Given instruction
Look at the entries below and reproduce them exactly.

Data for this task
******

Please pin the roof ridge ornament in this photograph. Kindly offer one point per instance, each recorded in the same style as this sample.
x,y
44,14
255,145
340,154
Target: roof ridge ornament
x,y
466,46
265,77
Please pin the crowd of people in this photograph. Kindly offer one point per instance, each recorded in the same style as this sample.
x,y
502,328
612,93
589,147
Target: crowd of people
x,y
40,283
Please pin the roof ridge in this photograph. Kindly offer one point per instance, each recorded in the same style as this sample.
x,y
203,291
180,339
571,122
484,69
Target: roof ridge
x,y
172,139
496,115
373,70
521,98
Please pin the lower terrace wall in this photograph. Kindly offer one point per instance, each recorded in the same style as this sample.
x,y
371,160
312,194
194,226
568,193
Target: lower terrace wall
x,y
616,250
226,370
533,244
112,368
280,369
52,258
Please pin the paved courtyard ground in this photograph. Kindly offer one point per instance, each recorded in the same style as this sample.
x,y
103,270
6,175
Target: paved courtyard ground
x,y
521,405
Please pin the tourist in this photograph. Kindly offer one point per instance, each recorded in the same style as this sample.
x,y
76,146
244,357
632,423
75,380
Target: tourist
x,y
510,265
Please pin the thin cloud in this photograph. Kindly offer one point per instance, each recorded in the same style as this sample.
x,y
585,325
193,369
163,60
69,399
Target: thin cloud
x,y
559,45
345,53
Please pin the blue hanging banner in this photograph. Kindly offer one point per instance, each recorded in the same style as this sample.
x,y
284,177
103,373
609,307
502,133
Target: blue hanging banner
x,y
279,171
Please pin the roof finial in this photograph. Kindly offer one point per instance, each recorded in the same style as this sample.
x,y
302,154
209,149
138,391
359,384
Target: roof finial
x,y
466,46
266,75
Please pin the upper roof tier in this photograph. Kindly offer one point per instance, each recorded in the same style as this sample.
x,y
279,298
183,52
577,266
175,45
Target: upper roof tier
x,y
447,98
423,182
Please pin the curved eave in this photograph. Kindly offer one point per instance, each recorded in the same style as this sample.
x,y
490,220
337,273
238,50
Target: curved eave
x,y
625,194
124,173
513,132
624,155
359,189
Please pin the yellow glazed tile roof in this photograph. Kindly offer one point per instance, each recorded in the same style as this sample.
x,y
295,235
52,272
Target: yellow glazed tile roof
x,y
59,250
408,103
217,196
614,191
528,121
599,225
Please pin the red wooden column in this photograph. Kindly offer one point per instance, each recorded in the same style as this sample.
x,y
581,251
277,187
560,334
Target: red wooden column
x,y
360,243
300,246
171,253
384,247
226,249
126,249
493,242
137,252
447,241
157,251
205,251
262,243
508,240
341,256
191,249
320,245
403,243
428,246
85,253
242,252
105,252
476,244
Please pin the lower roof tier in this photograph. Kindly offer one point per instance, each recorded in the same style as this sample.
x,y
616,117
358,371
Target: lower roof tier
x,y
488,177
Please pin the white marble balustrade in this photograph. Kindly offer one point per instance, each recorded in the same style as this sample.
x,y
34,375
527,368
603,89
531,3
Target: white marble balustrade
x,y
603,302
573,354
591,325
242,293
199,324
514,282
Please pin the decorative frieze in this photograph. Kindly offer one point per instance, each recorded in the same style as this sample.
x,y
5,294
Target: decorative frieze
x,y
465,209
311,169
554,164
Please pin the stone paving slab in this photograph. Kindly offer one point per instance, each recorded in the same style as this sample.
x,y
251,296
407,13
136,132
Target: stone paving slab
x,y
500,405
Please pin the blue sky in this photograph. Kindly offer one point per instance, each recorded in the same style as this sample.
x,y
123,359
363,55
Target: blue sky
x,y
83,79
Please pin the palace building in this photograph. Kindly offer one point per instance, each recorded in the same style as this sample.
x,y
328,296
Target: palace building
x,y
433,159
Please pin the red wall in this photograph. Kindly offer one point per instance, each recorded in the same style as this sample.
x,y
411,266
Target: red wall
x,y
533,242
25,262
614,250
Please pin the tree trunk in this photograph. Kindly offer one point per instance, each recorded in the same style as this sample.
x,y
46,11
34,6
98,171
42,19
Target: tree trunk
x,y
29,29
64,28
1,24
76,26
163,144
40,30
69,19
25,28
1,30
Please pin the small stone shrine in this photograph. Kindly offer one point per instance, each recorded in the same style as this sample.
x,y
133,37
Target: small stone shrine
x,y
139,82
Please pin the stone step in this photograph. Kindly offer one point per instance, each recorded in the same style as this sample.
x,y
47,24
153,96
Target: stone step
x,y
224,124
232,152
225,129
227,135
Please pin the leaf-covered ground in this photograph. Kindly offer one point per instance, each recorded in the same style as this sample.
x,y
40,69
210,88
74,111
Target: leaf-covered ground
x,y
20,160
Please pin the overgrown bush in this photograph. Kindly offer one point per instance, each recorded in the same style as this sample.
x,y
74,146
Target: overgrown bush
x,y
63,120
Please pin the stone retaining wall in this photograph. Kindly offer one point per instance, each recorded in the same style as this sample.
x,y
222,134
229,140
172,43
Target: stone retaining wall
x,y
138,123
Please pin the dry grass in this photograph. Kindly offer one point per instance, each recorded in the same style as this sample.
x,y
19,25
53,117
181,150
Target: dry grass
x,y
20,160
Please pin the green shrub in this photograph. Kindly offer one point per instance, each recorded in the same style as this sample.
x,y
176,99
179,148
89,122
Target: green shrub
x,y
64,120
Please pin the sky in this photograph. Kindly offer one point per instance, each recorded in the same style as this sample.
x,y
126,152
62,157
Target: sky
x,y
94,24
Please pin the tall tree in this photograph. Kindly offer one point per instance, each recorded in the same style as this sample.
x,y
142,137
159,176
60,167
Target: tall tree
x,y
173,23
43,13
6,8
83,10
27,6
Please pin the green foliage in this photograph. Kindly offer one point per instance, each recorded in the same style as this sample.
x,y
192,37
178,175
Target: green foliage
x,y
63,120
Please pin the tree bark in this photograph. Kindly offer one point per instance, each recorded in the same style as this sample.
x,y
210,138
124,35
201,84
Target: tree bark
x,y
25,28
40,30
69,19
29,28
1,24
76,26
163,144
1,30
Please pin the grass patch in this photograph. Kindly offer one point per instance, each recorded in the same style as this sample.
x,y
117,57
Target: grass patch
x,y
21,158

******

Output below
Please pin the roof ridge ornament in this photograph. Kindly offer one point per instance, each recorded in the same style as this sample.
x,y
44,14
255,145
340,154
Target: roof ridge ornament
x,y
466,46
265,77
Please pin the crowd of people in this photograph. Kindly offer one point per instance, each recorded in the same style as this sample.
x,y
502,328
612,93
589,147
Target: crowd of people
x,y
40,283
Please pin the roof ridge in this photograph. Kindly offer one point per instance, each recorded in the same style as this sample.
x,y
203,291
180,339
571,122
484,69
Target: roof ridge
x,y
172,139
496,115
373,70
521,98
Please pin the lower terrace wall in this photograph. Kindly offer one point per instance, each recorded in the same style as this sample.
x,y
371,160
312,194
194,226
568,193
Target: lower terrace wall
x,y
616,250
226,370
533,244
112,368
280,369
52,258
Please pin the paved courtyard ground in this photograph. Kindly offer one point per instance, each recorded in the same style as this sample.
x,y
103,270
6,175
Target: paved courtyard ground
x,y
521,405
Please pin the tourist in this photograph. Kindly offer one point per instance, each recorded in the same style as this sample.
x,y
76,146
244,357
632,423
75,380
Target: tourist
x,y
510,265
Please pin the thin cloud in this photograph. Kindly offer one point per instance, each recorded in the same style as this sample.
x,y
585,325
193,369
163,60
69,399
Target: thin cloud
x,y
559,45
345,53
Please pin the blue hanging banner in this photograph. Kindly offer one point per instance, each recorded in the same style as this sample.
x,y
284,177
103,373
609,307
502,133
Target: blue hanging banner
x,y
279,171
Please pin the roof finial in this photograph. Kindly offer one point per instance, each recorded in the same style as this sample.
x,y
302,154
209,149
138,391
359,384
Target: roof finial
x,y
466,46
266,75
Please pin the upper roof tier in this photograph. Kindly offer one point per instance, each recorded in the same style as this sample.
x,y
279,298
183,52
577,266
175,45
Target: upper roof tier
x,y
447,98
423,182
Please pin the curved eave in this photograph. Kindly offer one point per instance, each recorded in the same style as this sample.
x,y
490,220
337,273
238,50
Target: curved eave
x,y
625,194
124,173
513,132
624,155
359,189
Please pin the yellow glazed tile roof in this photograph. Kindly offer one point per instance, each recorded in the same style as this sample.
x,y
295,235
52,272
Target: yellow glazed tile roof
x,y
59,250
408,103
217,196
614,191
528,121
599,225
Please pin the red wooden column in this photograph. Kindly offer one point per instance, each recorded in the same style as this sample.
x,y
581,251
277,187
560,334
Target: red wooden column
x,y
360,243
300,246
171,253
384,247
226,249
126,249
493,242
137,252
447,241
157,251
205,251
262,243
508,240
341,256
191,249
320,245
403,243
428,246
85,253
242,252
105,252
476,244
Please pin the lower roof tier in this photograph. Kindly offer one point per instance, each recorded in the same style as this sample.
x,y
616,117
358,371
Target: lower roof tier
x,y
488,177
Please pin the white marble balustrade in this photograph. Kindly offer one point per instance, each recorded in the same style as this sample.
x,y
34,375
527,368
603,89
531,3
Target: white marble balustrade
x,y
603,302
573,354
591,325
242,293
199,324
514,282
Please pin the decorative frieze in this photograph. Kindly offer one point per instance, each recorded in the same style as this sample.
x,y
5,294
Target: decorative frieze
x,y
465,209
311,169
554,164
Please pin the stone paving slab in this photograph. Kindly offer one point per instance, each recorded in the same style as this sample.
x,y
251,296
407,13
136,132
Target: stone paving slab
x,y
500,405
Please pin the blue sky in this photograph. Kindly offer one point per instance, each recorded in the same style as this sample.
x,y
123,359
363,55
Target: blue sky
x,y
83,79
Please pin the palace building in this photograph. Kindly offer one point per instance, each recorded in the same style as this sample.
x,y
328,296
Target: palace building
x,y
433,159
Please pin the red wall in this photograph. Kindly offer one point per instance, each recorded in the same style as this sample.
x,y
411,266
Target: red wall
x,y
533,242
25,262
614,250
Please pin the tree trunk in this photograph. Kindly offer one point per instance, each recorded in the same style as this sample.
x,y
46,11
34,6
98,171
42,19
Target: tree trunk
x,y
29,29
64,28
1,24
76,26
163,144
40,30
69,19
25,28
1,30
Please pin the small stone shrine in this photograph. Kindly offer one point per instance, each recorded in the same style as this sample.
x,y
133,37
Target: small stone shrine
x,y
139,82
Please pin the stone step in this photograph. Kindly offer one point per instance, each recorded in the same style as this sample.
x,y
47,24
153,96
Target: stone step
x,y
224,124
232,152
225,129
227,135
Please pin the leaf-covered ground in this photograph. Kindly offer one point per instance, each recorded in the same style as this sample.
x,y
40,69
210,88
74,111
Target: leaf-covered ground
x,y
20,160
Please pin the overgrown bush in this photograph. Kindly offer one point per instance, each recorded in the same style as this sample.
x,y
74,146
Target: overgrown bush
x,y
63,120
Please pin the stone retaining wall in this photograph. Kindly offer one point per instance, each recorded in the same style as this sample.
x,y
222,134
229,140
172,43
Target: stone retaining wall
x,y
138,123
Please pin the dry grass in this photograph. Kindly offer one point per instance, each recorded in the same style as this sample.
x,y
19,25
53,117
181,150
Target: dry grass
x,y
20,160
Please pin the green shrub in this photograph. Kindly offer one point per instance, each recorded in the same style as this sample.
x,y
176,99
179,148
89,122
Target: green shrub
x,y
64,120
Please pin the sky in this photograph. Kindly offer one point per instance, each recorded in the same style as this sample.
x,y
126,152
62,157
Target: sky
x,y
94,24
Please pin the tall tree in this photograph. Kindly offer one point per instance, each recorded in the same style as this sample.
x,y
142,137
159,176
60,167
Target: tall tree
x,y
173,23
43,13
6,8
83,10
27,6
Please pin the green foliage in this photograph. Kindly offer one point per instance, each recorded in the same style as this sample.
x,y
192,37
178,175
Target: green foliage
x,y
63,120
Please pin the tree bark in this photograph. Kindly offer one point per instance, each recorded in the same style as this sample.
x,y
210,138
124,35
201,84
Target: tree bark
x,y
25,28
40,30
69,19
29,28
1,24
76,26
163,144
1,30
Please pin the grass patch in this photograph. Kindly offer one point per instance, each recorded in the same style as this sample.
x,y
117,57
Target: grass patch
x,y
21,158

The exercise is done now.